--- Provided passage ---

My problems with this approach are:
- The consumers have a lot of extra work to do checking every message, and the brokers have a lot of extra work to do distributing extra messages to every consumer.
- Using a broker specific feature to filter messages is a bad idea. It ties you to specific broker implementation which can change, and you can’t change brokers. It’s not the same as the “swap out the database cliche”, it’s more common that between Clouds, Local machines, and on-premise environments you might use a different broker.
- You can’t process messages out of order, even if you want to. This could be back-pressure messages or important Config Update messages. You have no choice but to process messages in order.
- This doesn’t work well for other messaging patterns like “Request/Reply”. All the replies would be queued up behind other messages and could be significantly delayed.
- It can also be a problem if you have data sensitivity issues. If there are some messages that shouldn’t be widely distributed, then putting them on a Topic that can be read by every component might be a sub-optimal idea.
Topic per Producer
This approach is where each system producing messages gets it own topic. Everything they produce they can send to the same topic. If you have well designed service boundaries then this can result in a few good topics that are fairly well defined in terms of what is one them.
In this design the Consumers can decide what Producer services they are interested in subscribing to. This can solve some of the problems that exist within the Multiplexed Topic. We can process messages from different producers in separate orders. We can also save a little work for the broker and consumer by reducing the number of unwanted messages.
There are still problems with this approach:
- There are still going to be wasted effort for the Consumers and the broker where they aren’t interested in all types of messages.
- Request/Replies are easier but not properly easy, everyone will get the request from a service, and lots of other consumers could end up with replies.
- If every part of a microservice is publishing on the same topic, then their Domain events and Integration events will be mixed together, exposing domain events to other services. This is a concern if you follow an enterprise Domain Driven Design approach to microservics definition (which you should for complex enterprise systems).
- Consumer applications/services need to know about the producers that create the messages they’re interested in. This means if there are multiple Producers for that, it needs to know about all of them. If the producer changes, then it needs to change too. If you want to build a decoupled system, this is sub-optimal.
- Data Sensitivity can still be a concern.
Topic per Consumer
This is a similar idea to the ‘Topic per Producer’ approach but you divide the topics up to Consumers. In this case Producers now send to Topics that go to Consumers that they know want the message. Consumers now don’t need to worry who sends them the messages.
There are still problems with this approach:
- This is just not how Pub/Sub is supposed to work. The Producer now needs to know about all the Consumers that might want a copy of its messages. If you want to add a consumer, you have to change the producer - this is bad.
- This is effectively the same as having lots of Queues in a system. A Producer now needs to write to each Consumer Topic in turn. It will be very hard to ensure that in the event of a failure, it reliably written to al the Topics. This reliability is the main benefit of using a message broker in the first place.

---

**To-do list**
(1) Answer these questions from the topic design text:
(a) In the Topic per Producer approach, what gets its own topic?
(b) In the Topic per Consumer approach, what has to be changed when a consumer is added?
(c) Which messaging pattern does the first list of problems name as not working well?
(2) Print the topic design text from "- Request/Replies are" to "up with replies.", word for word.
The records are separate material and not part of the topic design text.

--- Extracted entries ---

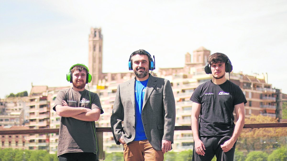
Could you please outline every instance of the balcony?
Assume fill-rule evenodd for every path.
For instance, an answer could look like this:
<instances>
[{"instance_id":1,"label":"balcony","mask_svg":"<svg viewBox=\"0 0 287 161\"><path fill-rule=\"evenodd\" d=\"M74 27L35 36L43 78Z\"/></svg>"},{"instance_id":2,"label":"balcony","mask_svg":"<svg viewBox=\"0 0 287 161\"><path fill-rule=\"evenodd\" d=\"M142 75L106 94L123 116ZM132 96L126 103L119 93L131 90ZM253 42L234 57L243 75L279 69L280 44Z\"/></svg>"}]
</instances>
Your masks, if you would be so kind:
<instances>
[{"instance_id":1,"label":"balcony","mask_svg":"<svg viewBox=\"0 0 287 161\"><path fill-rule=\"evenodd\" d=\"M272 97L262 97L262 99L275 101L276 101L276 98Z\"/></svg>"},{"instance_id":2,"label":"balcony","mask_svg":"<svg viewBox=\"0 0 287 161\"><path fill-rule=\"evenodd\" d=\"M260 113L260 115L264 116L268 116L274 118L276 118L276 114L274 113Z\"/></svg>"},{"instance_id":3,"label":"balcony","mask_svg":"<svg viewBox=\"0 0 287 161\"><path fill-rule=\"evenodd\" d=\"M263 109L276 109L276 106L271 105L260 105L260 107Z\"/></svg>"},{"instance_id":4,"label":"balcony","mask_svg":"<svg viewBox=\"0 0 287 161\"><path fill-rule=\"evenodd\" d=\"M191 106L192 104L192 101L181 101L180 102L177 102L176 103L176 105L190 105Z\"/></svg>"},{"instance_id":5,"label":"balcony","mask_svg":"<svg viewBox=\"0 0 287 161\"><path fill-rule=\"evenodd\" d=\"M246 124L244 125L243 130L245 129L250 131L257 130L259 128L264 128L264 130L266 130L265 129L268 129L268 128L271 127L284 127L286 128L287 127L287 123ZM103 161L104 158L106 158L107 160L108 158L111 158L111 160L122 160L122 145L116 145L114 141L113 141L103 140L104 133L106 133L108 132L110 132L110 128L99 127L97 128L96 129L98 146L98 147L97 154L99 158L99 160ZM177 133L178 132L182 130L185 130L187 132L188 131L188 133L190 133L191 132L191 129L190 126L176 126L175 128L175 130L176 130ZM278 130L281 130L280 129ZM0 135L55 133L58 133L59 130L59 129L2 130L0 131ZM276 133L274 133L274 134ZM280 155L279 154L275 154L275 152L278 153L279 152L281 152L282 155L286 155L286 154L287 154L287 149L286 148L287 145L287 136L286 135L276 136L272 135L274 134L270 134L270 136L251 136L238 138L236 144L234 160L244 160L246 159L246 156L247 154L255 152L266 153L264 155L259 155L257 156L257 157L262 159L262 160L267 160L267 158L269 156L273 155L273 156L279 156ZM105 135L106 134L105 134ZM192 155L193 142L192 136L187 134L185 137L182 138L180 137L175 138L175 136L174 144L172 144L173 150L164 154L166 160L168 160L169 161L176 161L188 160L189 157L192 156ZM11 156L12 158L17 157L19 160L31 160L28 157L31 156L30 154L32 153L34 153L35 154L34 155L36 156L40 155L40 153L40 153L38 151L34 150L43 149L48 151L49 149L50 151L50 153L51 154L50 155L52 155L55 158L57 158L56 154L52 154L56 151L56 147L57 145L57 143L55 141L49 143L26 143L25 144L25 146L29 148L30 150L22 150L25 148L24 148L22 146L23 145L21 144L22 144L19 143L16 146L16 144L15 143L5 143L0 145L0 146L1 146L1 148L2 148L15 147L15 148L18 149L14 150L12 148L9 148L3 149L0 150L3 150L1 151L2 153L6 153L8 154L8 156ZM104 149L104 145L105 146ZM108 146L106 146L106 145ZM104 152L104 150L105 151L105 153ZM47 154L49 153L48 151L46 152ZM118 153L115 153L116 152L118 154ZM20 153L17 153L19 152ZM42 153L41 154L42 154L44 152L41 151L40 152ZM28 155L28 154L29 155ZM286 159L286 158L284 158ZM285 159L280 159L275 160L286 160Z\"/></svg>"},{"instance_id":6,"label":"balcony","mask_svg":"<svg viewBox=\"0 0 287 161\"><path fill-rule=\"evenodd\" d=\"M276 90L275 89L271 89L270 88L256 88L256 90L258 91L262 91L265 92L270 92L274 93L276 91Z\"/></svg>"}]
</instances>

---

**Answers given**
(1)
(a) Each system producing messages.
(b) The producer.
(c) "Request/Reply".

(2)
- Request/Replies are easier but not properly easy, everyone will get the request from a service, and lots of other consumers could end up with replies.